Problem statement -
Output as a JSON list of strings the lines of the records below, starting with the line containing "every visible rear" and continuing through the end of the records. Give one string per line and omit any blank lines.

(Entries for labeling bounding boxes)
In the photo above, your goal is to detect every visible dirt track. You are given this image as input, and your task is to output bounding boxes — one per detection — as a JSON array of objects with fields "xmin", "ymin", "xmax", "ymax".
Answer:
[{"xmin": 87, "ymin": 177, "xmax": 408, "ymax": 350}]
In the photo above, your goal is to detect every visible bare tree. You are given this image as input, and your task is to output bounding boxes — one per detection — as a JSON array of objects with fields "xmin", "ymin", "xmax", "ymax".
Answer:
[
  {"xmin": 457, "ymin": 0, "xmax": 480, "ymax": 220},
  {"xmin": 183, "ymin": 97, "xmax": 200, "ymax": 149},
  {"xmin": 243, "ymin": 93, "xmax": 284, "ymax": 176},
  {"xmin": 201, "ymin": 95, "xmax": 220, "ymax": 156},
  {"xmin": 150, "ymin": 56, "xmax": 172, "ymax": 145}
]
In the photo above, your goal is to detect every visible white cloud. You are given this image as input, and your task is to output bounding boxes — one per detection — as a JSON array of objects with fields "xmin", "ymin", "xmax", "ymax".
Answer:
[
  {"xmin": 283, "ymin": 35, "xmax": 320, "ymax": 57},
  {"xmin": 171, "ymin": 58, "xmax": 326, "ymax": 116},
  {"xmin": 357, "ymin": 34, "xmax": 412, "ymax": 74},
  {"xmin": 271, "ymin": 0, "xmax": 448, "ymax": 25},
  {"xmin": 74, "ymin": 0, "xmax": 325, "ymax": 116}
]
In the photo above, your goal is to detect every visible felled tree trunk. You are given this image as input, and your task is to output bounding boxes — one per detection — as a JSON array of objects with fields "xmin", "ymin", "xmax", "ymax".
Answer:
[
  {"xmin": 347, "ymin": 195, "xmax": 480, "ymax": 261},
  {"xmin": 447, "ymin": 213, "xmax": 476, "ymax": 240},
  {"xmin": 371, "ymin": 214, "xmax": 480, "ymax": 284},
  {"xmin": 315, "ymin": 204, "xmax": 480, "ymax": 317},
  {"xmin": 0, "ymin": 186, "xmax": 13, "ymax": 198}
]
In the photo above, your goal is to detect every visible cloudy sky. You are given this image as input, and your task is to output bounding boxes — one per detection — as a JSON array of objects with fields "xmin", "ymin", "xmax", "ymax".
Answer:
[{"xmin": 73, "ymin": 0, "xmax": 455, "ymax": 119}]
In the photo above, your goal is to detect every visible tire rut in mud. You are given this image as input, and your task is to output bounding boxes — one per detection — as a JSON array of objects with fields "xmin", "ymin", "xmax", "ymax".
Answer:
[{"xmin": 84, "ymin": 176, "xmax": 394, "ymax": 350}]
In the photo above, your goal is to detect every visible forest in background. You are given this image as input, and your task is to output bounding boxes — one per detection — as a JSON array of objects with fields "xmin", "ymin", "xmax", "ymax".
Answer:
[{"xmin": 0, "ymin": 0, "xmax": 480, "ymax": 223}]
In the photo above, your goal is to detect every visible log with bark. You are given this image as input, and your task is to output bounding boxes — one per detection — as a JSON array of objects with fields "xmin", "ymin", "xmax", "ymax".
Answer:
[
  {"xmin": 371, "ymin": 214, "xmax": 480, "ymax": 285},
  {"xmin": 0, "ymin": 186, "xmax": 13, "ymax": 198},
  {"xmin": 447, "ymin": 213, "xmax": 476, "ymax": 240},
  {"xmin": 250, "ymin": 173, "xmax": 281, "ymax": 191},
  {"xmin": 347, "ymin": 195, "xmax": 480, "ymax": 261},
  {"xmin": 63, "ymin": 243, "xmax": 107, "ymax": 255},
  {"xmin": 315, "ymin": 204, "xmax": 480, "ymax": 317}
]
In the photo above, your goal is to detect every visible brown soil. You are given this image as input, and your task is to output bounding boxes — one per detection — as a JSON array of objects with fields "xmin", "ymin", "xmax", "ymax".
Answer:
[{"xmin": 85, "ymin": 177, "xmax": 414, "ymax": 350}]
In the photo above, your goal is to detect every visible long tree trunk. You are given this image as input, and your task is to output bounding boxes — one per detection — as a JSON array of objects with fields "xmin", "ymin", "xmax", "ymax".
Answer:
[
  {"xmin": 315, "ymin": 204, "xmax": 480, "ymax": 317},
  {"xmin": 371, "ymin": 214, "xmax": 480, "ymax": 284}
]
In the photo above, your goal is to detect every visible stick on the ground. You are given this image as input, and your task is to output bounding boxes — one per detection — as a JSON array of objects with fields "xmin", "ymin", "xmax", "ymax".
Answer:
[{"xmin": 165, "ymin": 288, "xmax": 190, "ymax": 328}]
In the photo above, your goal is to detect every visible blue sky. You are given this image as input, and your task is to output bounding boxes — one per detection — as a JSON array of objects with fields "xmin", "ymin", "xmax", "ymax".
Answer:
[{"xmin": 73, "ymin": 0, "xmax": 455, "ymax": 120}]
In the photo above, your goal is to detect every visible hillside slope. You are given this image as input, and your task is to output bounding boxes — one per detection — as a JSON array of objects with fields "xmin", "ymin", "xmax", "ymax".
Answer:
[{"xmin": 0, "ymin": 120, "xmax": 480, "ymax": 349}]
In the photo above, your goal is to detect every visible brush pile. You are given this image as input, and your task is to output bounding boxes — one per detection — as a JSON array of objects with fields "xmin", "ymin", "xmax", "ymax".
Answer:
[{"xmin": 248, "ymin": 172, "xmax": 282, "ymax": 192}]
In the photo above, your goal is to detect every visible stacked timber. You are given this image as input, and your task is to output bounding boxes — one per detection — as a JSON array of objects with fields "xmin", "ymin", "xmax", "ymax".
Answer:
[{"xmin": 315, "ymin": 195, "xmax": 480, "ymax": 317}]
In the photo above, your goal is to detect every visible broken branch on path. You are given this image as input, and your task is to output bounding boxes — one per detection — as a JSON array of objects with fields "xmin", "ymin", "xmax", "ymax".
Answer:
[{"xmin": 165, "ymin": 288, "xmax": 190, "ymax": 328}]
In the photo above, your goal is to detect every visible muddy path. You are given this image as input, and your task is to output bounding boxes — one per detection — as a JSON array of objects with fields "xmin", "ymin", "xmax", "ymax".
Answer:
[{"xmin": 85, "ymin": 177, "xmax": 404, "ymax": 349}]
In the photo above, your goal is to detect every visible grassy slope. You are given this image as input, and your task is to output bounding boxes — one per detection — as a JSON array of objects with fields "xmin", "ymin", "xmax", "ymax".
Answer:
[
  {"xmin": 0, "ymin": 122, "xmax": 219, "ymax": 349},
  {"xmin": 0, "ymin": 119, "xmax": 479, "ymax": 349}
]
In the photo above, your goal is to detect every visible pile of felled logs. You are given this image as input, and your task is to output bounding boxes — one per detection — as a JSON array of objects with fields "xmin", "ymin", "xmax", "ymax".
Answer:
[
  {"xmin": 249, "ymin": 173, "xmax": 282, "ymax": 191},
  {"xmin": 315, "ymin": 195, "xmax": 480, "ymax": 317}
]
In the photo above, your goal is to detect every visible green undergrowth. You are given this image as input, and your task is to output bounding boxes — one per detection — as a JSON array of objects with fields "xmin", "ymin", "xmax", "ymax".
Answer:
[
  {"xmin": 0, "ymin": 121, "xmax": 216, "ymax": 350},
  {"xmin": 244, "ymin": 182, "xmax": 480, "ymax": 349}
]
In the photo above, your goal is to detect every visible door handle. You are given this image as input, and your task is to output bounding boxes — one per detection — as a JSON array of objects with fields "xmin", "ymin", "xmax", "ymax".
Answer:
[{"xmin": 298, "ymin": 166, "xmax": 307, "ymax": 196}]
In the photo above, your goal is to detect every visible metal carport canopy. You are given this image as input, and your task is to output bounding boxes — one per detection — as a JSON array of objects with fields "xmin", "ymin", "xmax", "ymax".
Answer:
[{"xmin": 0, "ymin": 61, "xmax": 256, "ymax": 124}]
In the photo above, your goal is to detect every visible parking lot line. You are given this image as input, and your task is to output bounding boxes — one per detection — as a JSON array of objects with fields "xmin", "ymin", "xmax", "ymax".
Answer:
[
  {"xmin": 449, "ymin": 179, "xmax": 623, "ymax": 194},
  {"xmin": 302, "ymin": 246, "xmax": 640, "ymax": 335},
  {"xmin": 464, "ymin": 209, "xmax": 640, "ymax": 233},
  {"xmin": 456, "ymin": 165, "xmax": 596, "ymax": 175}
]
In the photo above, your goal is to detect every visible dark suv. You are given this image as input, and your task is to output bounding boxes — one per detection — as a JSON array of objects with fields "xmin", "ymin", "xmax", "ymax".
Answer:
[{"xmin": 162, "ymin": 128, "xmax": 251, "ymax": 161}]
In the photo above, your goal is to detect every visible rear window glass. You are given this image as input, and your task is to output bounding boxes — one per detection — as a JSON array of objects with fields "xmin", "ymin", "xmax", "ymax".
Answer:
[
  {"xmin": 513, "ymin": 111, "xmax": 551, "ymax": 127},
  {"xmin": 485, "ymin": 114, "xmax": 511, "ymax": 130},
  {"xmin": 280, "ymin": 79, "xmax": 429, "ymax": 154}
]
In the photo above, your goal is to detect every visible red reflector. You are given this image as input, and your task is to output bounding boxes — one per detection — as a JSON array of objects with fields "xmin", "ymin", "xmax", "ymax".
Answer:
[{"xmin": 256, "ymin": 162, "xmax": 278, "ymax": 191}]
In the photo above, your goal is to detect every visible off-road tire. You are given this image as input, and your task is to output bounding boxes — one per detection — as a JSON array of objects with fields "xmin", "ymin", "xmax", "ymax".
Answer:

Written response -
[
  "In the photo above, your goal is to detect every visible rear window glass. You are given this image as input, and your task is to output bounding boxes — one per detection — as a JSON array of objects with fields \"xmin\", \"ymin\", \"xmax\", \"ymax\".",
  "Answer:",
  "[",
  "  {\"xmin\": 513, \"ymin\": 111, \"xmax\": 551, \"ymax\": 127},",
  "  {\"xmin\": 485, \"ymin\": 114, \"xmax\": 511, \"ymax\": 130},",
  "  {\"xmin\": 280, \"ymin\": 79, \"xmax\": 429, \"ymax\": 154}",
  "]",
  "In the photo above, your goal is to detect every visible red reflector. You are given this image as input, and your task is to output bounding boxes — one per detection — as a JSON array of objects with fields \"xmin\", \"ymin\", \"xmax\", \"ymax\".",
  "Answer:",
  "[{\"xmin\": 256, \"ymin\": 162, \"xmax\": 278, \"ymax\": 191}]",
  "In the photo above, your goal is to detect every visible off-road tire. You are given this image as input, and your task is to output bounding boxes — one per detection — as a JSON array of objects with fields \"xmin\", \"ymin\", \"xmax\", \"ymax\".",
  "Answer:"
]